[start Text]

I still say Prometheus is one of the best films of 2012. There. Good thing that argument is totally over with, and that I'll never hear from another detractor again.
William “Bibbs” Bibbiani and I spent a sizable amount of time on the last episode of The B-Movies Podcast (now up to its mind-melting 71st week) comparing and contrasting the various films in the popular Alien franchise. Something notable and unusual about the Alien movies is that, as they progress from film to film, they seem to mutate genre entirely. I can't think of any other long-running series (and I've seen many) that do this to such a dramatic degree. The first Alien film most resembled a horror film, the second was a pass-the-ammo action flick, the third was a tragic examination of hopelessness, and the fourth was… um… a goop film. That's a subgenre, right? Then, when we get to Prometheus, it's back to the spooky, scary mystery of Alien, but cast in a more pure sci-fi mold, wherein the film brings up big questions like the origin of life, and the quest for knowledge. Five films, we've gone, and it's been a long strange journey.

[end Text]

- _Aim A_: In the piece on the Alien films, what kind of movie does the writer call the second film in the series?
- _Aim B_: Carry on the piece about the Alien films, starting right after its final sentence.
The material after this point comes from a separate source.

[start Material provided]

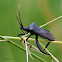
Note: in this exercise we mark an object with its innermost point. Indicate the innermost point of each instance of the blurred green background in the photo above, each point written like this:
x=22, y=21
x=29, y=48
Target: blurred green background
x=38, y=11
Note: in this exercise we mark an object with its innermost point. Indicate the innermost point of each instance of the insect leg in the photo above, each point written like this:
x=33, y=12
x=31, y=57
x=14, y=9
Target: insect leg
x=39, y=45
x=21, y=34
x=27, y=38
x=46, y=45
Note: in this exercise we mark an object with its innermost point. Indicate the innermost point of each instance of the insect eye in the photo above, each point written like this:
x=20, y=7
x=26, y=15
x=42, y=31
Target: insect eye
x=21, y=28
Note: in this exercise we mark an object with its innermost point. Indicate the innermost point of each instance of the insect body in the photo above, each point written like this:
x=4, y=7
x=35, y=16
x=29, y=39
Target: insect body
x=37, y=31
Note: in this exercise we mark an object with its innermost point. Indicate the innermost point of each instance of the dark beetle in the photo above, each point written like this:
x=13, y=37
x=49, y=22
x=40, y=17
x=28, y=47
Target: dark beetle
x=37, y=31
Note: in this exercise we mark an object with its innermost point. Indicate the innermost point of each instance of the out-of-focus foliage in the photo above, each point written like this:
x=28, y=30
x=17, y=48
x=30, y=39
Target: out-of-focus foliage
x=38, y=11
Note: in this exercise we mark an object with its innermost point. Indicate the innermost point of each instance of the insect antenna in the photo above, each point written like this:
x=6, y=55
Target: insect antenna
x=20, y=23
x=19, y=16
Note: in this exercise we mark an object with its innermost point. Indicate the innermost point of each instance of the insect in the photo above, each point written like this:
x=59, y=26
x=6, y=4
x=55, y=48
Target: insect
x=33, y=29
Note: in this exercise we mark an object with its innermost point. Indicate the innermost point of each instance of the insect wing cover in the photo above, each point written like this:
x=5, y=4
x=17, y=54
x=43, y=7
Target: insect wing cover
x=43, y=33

[end Material provided]
[start Material provided]

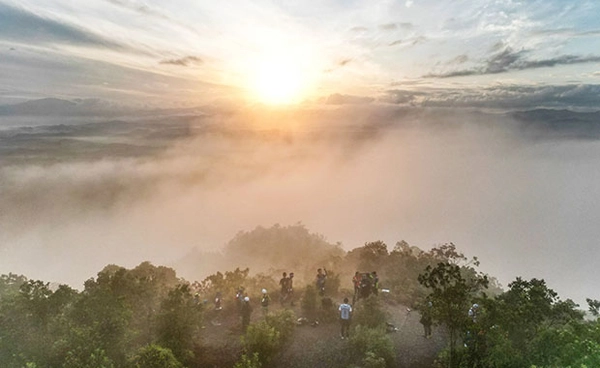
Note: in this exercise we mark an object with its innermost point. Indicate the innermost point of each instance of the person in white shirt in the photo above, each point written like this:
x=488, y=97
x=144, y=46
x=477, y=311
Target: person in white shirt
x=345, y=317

[end Material provided]

- _Result A_: A pass-the-ammo action flick.

- _Result B_:
Of course, there have been many notable baffling gearshifts in the history of franchised film. I've pointed out this pattern before in The Series Project: The first film in a franchise will be the big hit. People will latch onto it, memorize it, and become familiar with the characters and the details. A sequel will eventually be made, except to keep the new fans' interest, the filmmakers will have to up the ante: situations will become more dramatic, the stakes will be raised, the body count will be higher, there will now be two villains instead of one. That second film will typically do well with its ramped-up approach. By the time a second sequel is decided upon, the filmmakers have a tough decision to face: They can either up the ante further still, forcing the film into an over-the-top scenario of ridiculousness, or they can decide to take the series in a “new direction,” and introduce a previously inappropriate element into the mix. Consider the introduction of Richard Pryor in Superman III. Or the double-villain supra-mess in Spider-Man 3.
Almost no long-running film series is completely flawless. Each series has its fair share of completely stupid entries. To wit:
Highlander II: The Quickening (dir. Russel Mulcahy, 1991)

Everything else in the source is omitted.